▶ **Text section**:
══════

Vapid Bratz characters flit through tiring film

  • By Christy Lemire, Associated Press
  • Thursday, August 2, 2007 10:29pm
  • LifeGo-See-Do

The Transformers did it – they successfully made the leap from the toy store to the big screen. But unlike those dazzling, shape-shifting robots, the “Bratz” are actually less than meets the eye.

Yes, the four young women who play the living dolls are pretty and perky and they have enough energy to light up a decent-sized suburb. Girls – a very specific niche of girls ages 8-10 – will probably want to be them, even though the characters never resemble fully realized human beings.

And in these tabloidy times, they are much better role models than Britney/Lindsay/Paris/Nicole. While the girls are obsessed with fashion, they don’t dress like hoochie mamas like the Bratz dolls themselves. They go to class and they fight to stick by each other when high school cliques threaten to tear them apart, rendering them BFFs (best friends forever!) no more.

But wow, is this movie mind-numblingly vapid and shrill. In the hands of director Sean McNamara, who also did the painfully earnest Hilary Duff vehicle “Raise Your Voice,” it isn’t even a movie so much as an extended commercial for MTV and Skechers shoes and the L.A. outdoor shopping center The Grove, sort of the Las Vegas of malls.

That’s where Sasha (Logan Browning), Jade (Janel Parrish), Yasmin (Nathalia Ramos) and Cloe (Skyler Shaye) go for retail therapy when the pressure to fit in starts to get them down.

At first they’re super-psyched for their first day as freshman at Carry Nation High School – so much so, they bound out of bed with a smile and video conference each other to coordinate what they’re going to wear. It’s “The Sisterhood of the Traveling Wardrobe.”

But it doesn’t take long for their interests to pull this multicultural coterie in different directions. By junior year, our four plucky heroines don’t even speak to each other.

So you know there’s only one thing that can bring these girls back together: a talent show! They’ll show Meredith who’s boss by singing and dancing their way to social freedom. Walking through the cafeteria in four-inch heels while carrying a tray full of food isn’t their only talent, you know.

But it takes way too long to get there.

Logan Browning (left), Janel Parrish, Nathalia Ramos and Skyler Shaye star in “Bratz.”

══════

▶ **Recorded data**:

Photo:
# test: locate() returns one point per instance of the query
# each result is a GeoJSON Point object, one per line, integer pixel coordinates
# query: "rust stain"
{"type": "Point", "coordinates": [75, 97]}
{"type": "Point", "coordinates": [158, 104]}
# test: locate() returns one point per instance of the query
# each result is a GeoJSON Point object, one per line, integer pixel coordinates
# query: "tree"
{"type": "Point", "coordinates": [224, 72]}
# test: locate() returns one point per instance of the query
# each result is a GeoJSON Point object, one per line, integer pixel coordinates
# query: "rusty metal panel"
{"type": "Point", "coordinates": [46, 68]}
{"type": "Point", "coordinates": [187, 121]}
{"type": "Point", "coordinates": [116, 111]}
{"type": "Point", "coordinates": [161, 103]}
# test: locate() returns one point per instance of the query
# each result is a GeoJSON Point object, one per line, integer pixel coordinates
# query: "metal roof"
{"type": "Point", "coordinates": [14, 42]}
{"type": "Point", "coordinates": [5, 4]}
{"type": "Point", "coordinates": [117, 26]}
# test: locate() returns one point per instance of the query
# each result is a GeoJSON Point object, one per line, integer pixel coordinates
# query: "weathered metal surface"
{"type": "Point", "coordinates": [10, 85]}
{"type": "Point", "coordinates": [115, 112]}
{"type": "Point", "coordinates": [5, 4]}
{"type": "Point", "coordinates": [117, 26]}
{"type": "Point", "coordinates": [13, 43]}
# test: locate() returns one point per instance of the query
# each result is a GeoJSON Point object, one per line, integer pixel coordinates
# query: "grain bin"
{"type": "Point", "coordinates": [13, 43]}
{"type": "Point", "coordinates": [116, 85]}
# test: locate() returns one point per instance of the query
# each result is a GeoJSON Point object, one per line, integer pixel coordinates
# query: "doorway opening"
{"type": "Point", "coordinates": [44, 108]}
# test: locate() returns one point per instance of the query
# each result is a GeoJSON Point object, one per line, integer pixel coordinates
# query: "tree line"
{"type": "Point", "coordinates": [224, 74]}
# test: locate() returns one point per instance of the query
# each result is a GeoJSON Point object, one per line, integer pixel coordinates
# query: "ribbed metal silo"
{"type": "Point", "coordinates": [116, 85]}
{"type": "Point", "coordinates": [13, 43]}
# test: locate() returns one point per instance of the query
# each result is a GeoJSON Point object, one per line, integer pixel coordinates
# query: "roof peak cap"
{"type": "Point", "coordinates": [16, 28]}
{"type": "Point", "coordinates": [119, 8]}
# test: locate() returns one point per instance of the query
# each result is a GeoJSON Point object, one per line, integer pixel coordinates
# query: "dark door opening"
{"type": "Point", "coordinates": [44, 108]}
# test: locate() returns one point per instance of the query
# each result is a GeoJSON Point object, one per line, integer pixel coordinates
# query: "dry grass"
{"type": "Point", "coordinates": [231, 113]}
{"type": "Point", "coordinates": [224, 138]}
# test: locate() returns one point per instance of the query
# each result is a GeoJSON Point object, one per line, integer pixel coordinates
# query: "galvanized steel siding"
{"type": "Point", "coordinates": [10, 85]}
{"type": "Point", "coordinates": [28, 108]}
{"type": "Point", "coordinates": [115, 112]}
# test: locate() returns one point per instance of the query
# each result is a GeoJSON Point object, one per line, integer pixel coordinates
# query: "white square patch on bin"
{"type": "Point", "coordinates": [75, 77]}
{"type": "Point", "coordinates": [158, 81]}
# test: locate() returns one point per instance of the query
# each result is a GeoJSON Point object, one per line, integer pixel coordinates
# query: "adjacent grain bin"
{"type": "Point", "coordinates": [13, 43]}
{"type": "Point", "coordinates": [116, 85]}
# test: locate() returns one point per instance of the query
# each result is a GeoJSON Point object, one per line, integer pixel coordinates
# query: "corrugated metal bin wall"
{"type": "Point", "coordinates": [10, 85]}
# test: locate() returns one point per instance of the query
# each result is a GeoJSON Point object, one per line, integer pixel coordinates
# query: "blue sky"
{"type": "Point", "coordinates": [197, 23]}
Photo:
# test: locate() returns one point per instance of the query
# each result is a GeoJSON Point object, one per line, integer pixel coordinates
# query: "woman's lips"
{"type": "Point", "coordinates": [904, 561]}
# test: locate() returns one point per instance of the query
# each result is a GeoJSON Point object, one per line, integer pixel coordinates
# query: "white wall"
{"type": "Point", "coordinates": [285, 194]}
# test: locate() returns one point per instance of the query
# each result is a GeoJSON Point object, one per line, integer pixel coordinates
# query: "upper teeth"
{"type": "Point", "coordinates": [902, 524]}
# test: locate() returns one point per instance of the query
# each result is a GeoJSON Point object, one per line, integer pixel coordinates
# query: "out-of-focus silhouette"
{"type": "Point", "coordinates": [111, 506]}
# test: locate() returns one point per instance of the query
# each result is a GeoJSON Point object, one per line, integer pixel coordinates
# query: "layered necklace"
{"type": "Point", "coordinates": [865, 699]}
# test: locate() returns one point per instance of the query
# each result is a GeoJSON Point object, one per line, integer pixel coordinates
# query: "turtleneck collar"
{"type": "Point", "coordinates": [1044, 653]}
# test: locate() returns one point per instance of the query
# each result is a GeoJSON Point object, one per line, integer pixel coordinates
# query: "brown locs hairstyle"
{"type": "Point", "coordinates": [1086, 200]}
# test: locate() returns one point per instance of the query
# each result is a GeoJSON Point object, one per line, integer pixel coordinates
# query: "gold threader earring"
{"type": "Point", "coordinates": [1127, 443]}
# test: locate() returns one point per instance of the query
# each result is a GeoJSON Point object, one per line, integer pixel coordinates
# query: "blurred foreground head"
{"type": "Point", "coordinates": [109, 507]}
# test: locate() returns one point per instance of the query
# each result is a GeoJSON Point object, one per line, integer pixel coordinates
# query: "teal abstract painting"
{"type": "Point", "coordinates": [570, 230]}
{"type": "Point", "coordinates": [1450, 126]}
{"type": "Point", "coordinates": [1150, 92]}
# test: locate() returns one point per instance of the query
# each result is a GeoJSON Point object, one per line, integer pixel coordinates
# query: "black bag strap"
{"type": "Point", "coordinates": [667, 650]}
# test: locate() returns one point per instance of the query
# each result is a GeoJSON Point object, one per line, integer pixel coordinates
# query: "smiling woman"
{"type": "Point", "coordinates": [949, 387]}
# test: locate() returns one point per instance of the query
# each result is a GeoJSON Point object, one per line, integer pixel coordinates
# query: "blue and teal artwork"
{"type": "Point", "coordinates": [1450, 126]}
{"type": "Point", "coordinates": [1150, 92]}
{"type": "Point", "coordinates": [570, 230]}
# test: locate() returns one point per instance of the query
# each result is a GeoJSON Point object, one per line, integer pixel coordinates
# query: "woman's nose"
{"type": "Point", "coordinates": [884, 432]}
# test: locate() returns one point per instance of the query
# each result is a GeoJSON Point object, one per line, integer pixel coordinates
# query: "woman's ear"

══════

▶ **What to do**: Copy out the Bratz review from "But wow, is" through "get them down.", renaming "Skechers" as "Converse". The material isn't needed here, so it can be set aside.

▶ **Task response**:
But wow, is this movie mind-numblingly vapid and shrill. In the hands of director Sean McNamara, who also did the painfully earnest Hilary Duff vehicle “Raise Your Voice,” it isn’t even a movie so much as an extended commercial for MTV and Converse shoes and the L.A. outdoor shopping center The Grove, sort of the Las Vegas of malls.

That’s where Sasha (Logan Browning), Jade (Janel Parrish), Yasmin (Nathalia Ramos) and Cloe (Skyler Shaye) go for retail therapy when the pressure to fit in starts to get them down.